◆ **Aim**: Copy every one of the records below verbatim, omitting the pictures from your reproduction.
::::::
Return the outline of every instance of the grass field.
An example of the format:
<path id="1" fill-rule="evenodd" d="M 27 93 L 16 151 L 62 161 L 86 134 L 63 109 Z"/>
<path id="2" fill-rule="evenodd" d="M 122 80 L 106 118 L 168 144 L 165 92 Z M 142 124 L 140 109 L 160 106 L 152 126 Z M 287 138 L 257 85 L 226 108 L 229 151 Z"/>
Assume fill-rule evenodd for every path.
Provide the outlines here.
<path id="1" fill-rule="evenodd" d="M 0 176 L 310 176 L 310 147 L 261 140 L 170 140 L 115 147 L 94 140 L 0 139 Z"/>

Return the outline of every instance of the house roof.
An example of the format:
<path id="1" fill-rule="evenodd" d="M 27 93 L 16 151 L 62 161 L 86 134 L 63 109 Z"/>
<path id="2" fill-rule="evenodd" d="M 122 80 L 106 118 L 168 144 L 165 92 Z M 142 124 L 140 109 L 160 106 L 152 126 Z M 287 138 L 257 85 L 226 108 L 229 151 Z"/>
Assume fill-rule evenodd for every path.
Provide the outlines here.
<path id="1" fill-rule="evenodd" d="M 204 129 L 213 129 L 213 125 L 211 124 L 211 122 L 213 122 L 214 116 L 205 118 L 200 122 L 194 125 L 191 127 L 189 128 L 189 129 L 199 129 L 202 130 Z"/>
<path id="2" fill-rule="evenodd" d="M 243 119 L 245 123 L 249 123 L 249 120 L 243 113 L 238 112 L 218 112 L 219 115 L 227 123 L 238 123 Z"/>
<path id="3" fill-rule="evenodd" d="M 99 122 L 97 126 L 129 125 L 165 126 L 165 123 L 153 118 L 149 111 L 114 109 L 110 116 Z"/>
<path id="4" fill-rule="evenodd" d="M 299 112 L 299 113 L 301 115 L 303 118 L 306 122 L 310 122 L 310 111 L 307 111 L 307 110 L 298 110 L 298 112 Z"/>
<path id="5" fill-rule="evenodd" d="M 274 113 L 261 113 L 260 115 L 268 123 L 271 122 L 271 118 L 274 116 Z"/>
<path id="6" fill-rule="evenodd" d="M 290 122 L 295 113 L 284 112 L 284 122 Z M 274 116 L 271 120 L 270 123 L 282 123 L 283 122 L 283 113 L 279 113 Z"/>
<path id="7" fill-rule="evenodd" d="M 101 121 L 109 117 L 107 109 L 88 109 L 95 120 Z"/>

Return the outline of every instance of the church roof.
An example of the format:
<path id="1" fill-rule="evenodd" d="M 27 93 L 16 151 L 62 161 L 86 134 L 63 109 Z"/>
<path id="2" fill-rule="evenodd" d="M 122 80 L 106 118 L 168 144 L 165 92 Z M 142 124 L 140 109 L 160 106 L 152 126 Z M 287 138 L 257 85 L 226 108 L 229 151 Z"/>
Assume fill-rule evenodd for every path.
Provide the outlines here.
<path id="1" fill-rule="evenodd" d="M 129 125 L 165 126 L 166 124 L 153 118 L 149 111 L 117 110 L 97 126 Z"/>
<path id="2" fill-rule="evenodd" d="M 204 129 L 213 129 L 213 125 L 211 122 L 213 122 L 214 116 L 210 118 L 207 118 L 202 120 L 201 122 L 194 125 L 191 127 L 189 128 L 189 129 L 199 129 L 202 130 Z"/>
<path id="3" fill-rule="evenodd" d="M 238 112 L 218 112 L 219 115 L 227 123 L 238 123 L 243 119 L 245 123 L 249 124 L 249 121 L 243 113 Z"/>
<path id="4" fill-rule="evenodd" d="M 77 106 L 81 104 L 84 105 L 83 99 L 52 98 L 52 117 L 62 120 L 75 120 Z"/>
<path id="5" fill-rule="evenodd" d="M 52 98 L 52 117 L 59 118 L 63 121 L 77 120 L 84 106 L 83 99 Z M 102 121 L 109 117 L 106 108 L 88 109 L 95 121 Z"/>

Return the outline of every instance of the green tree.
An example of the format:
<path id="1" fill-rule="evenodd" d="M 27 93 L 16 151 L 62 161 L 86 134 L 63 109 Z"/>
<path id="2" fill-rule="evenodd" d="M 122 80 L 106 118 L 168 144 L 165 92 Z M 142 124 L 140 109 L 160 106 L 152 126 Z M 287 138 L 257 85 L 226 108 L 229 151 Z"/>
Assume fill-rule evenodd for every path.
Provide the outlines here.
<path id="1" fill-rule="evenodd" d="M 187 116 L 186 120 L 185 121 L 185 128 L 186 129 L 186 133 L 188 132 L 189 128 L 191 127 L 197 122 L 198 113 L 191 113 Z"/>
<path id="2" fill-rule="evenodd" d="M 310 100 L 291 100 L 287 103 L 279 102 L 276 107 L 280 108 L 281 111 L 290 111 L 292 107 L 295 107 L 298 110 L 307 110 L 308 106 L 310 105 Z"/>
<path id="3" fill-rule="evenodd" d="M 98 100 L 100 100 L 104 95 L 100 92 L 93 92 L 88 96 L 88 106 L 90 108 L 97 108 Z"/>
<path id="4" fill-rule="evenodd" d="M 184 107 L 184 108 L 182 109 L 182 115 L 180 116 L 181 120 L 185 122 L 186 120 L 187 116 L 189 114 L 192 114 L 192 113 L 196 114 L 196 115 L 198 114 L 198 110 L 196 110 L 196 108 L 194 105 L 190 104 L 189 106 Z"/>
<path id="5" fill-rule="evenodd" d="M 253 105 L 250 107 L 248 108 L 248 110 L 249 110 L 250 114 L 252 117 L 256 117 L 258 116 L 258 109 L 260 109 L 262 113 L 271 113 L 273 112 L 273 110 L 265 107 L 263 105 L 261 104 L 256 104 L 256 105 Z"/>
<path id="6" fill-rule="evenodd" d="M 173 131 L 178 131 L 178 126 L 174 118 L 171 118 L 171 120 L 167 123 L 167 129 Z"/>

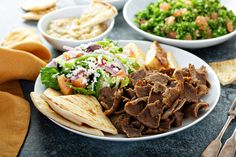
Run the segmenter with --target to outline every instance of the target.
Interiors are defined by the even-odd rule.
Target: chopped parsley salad
[[[219,0],[157,0],[136,14],[138,27],[181,40],[223,36],[236,28],[236,16]]]
[[[80,93],[98,97],[101,88],[127,86],[128,74],[140,68],[132,51],[123,50],[109,39],[64,48],[67,51],[40,73],[42,84],[65,95]]]

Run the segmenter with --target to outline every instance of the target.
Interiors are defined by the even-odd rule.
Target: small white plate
::::::
◆ **Exercise result**:
Return the outline of every instance of the grass field.
An example of the format:
<path id="1" fill-rule="evenodd" d="M 27 93 L 16 151 L 62 161 L 86 134 L 63 109 Z"/>
<path id="2" fill-rule="evenodd" d="M 122 80 L 106 118 L 168 144 L 165 92 Z M 142 124 L 140 109 L 160 106 L 152 126 Z M 287 138 L 257 85 L 226 108 L 229 151 Z"/>
Assume fill-rule evenodd for every path.
Provide the outlines here.
<path id="1" fill-rule="evenodd" d="M 0 176 L 310 176 L 310 147 L 261 140 L 170 140 L 115 147 L 94 140 L 0 139 Z"/>

Return the outline of every instance of the house roof.
An example of the format:
<path id="1" fill-rule="evenodd" d="M 27 93 L 16 151 L 62 161 L 86 134 L 63 109 Z"/>
<path id="2" fill-rule="evenodd" d="M 122 80 L 106 118 L 168 144 L 165 92 Z M 142 124 L 140 109 L 160 106 L 152 126 Z M 287 138 L 257 85 L 226 108 L 229 151 Z"/>
Assume fill-rule evenodd for every path.
Provide the outlines here.
<path id="1" fill-rule="evenodd" d="M 204 129 L 213 129 L 213 125 L 211 124 L 211 122 L 213 122 L 214 116 L 205 118 L 200 122 L 194 125 L 191 127 L 189 128 L 189 129 L 199 129 L 202 130 Z"/>
<path id="2" fill-rule="evenodd" d="M 243 119 L 245 123 L 249 123 L 249 120 L 243 113 L 238 112 L 218 112 L 219 115 L 227 123 L 238 123 Z"/>
<path id="3" fill-rule="evenodd" d="M 99 122 L 97 126 L 129 125 L 165 126 L 165 123 L 153 118 L 149 111 L 114 109 L 110 116 Z"/>
<path id="4" fill-rule="evenodd" d="M 299 112 L 299 113 L 301 115 L 303 118 L 306 122 L 310 122 L 310 111 L 307 111 L 307 110 L 298 110 L 298 112 Z"/>
<path id="5" fill-rule="evenodd" d="M 274 113 L 261 113 L 260 115 L 268 123 L 271 122 L 271 118 L 274 116 Z"/>
<path id="6" fill-rule="evenodd" d="M 290 122 L 295 113 L 284 112 L 284 122 Z M 274 116 L 271 120 L 270 123 L 282 123 L 283 122 L 283 113 L 279 113 Z"/>
<path id="7" fill-rule="evenodd" d="M 101 121 L 109 117 L 107 109 L 88 109 L 95 120 Z"/>

Return the outline of every instance of the church roof.
An example of the format:
<path id="1" fill-rule="evenodd" d="M 27 93 L 16 151 L 62 161 L 86 134 L 63 109 Z"/>
<path id="2" fill-rule="evenodd" d="M 122 80 L 106 118 L 168 144 L 165 92 Z M 142 124 L 140 109 L 160 106 L 152 126 Z M 287 138 L 257 85 L 226 108 L 229 151 Z"/>
Assume fill-rule evenodd for every path.
Provide the outlines here.
<path id="1" fill-rule="evenodd" d="M 129 125 L 165 126 L 166 124 L 153 118 L 149 111 L 117 110 L 97 126 Z"/>
<path id="2" fill-rule="evenodd" d="M 204 129 L 213 129 L 213 125 L 211 122 L 213 122 L 214 116 L 210 118 L 207 118 L 202 120 L 201 122 L 194 125 L 191 127 L 189 128 L 189 129 L 199 129 L 202 130 Z"/>
<path id="3" fill-rule="evenodd" d="M 238 112 L 218 112 L 219 115 L 227 123 L 238 123 L 243 119 L 245 123 L 249 124 L 249 121 L 243 113 Z"/>
<path id="4" fill-rule="evenodd" d="M 77 106 L 81 104 L 84 105 L 83 99 L 52 98 L 52 117 L 62 120 L 75 120 Z"/>
<path id="5" fill-rule="evenodd" d="M 52 98 L 52 117 L 59 118 L 63 121 L 77 120 L 84 106 L 83 99 Z M 102 121 L 109 117 L 106 108 L 88 109 L 95 121 Z"/>

Return the outline of every instance of the green tree.
An example of the format:
<path id="1" fill-rule="evenodd" d="M 27 93 L 16 151 L 62 161 L 86 134 L 63 109 Z"/>
<path id="2" fill-rule="evenodd" d="M 122 80 L 106 118 L 168 144 L 165 92 Z M 142 124 L 140 109 L 160 106 L 152 126 Z M 287 138 L 257 85 L 226 108 L 229 151 Z"/>
Assume fill-rule evenodd for every path.
Provide the outlines here.
<path id="1" fill-rule="evenodd" d="M 187 116 L 186 120 L 185 121 L 185 128 L 186 129 L 186 133 L 188 132 L 189 128 L 191 127 L 197 122 L 198 113 L 191 113 Z"/>
<path id="2" fill-rule="evenodd" d="M 310 100 L 291 100 L 287 103 L 279 102 L 276 107 L 280 108 L 281 111 L 290 111 L 292 107 L 295 107 L 298 110 L 307 110 L 308 106 L 310 105 Z"/>
<path id="3" fill-rule="evenodd" d="M 98 100 L 100 100 L 104 95 L 100 92 L 93 92 L 88 96 L 88 106 L 90 108 L 97 108 Z"/>
<path id="4" fill-rule="evenodd" d="M 184 107 L 184 108 L 182 109 L 182 115 L 180 116 L 181 120 L 185 122 L 186 120 L 187 116 L 189 114 L 192 114 L 192 113 L 196 114 L 196 115 L 198 114 L 198 110 L 196 110 L 196 108 L 194 105 L 190 104 L 189 106 Z"/>
<path id="5" fill-rule="evenodd" d="M 253 105 L 250 107 L 248 108 L 248 110 L 249 110 L 250 114 L 252 117 L 256 117 L 258 116 L 258 109 L 260 109 L 262 113 L 271 113 L 273 112 L 273 110 L 265 107 L 263 105 L 261 104 L 256 104 L 256 105 Z"/>
<path id="6" fill-rule="evenodd" d="M 173 131 L 178 131 L 178 126 L 174 118 L 171 118 L 171 120 L 167 123 L 167 129 Z"/>

Run the segmenter with --target to outline every instance of the target.
Interiors are defined by the even-odd rule.
Target: chopped parsley salad
[[[219,0],[157,0],[136,14],[138,27],[181,40],[223,36],[236,28],[236,16]]]
[[[80,93],[98,97],[101,88],[127,86],[128,74],[140,68],[132,51],[123,50],[109,39],[64,48],[67,51],[40,73],[42,84],[65,95]]]

Run the segmenter with --target to outline every instance of the target.
Interiors are defined by the even-odd rule.
Target: small white plate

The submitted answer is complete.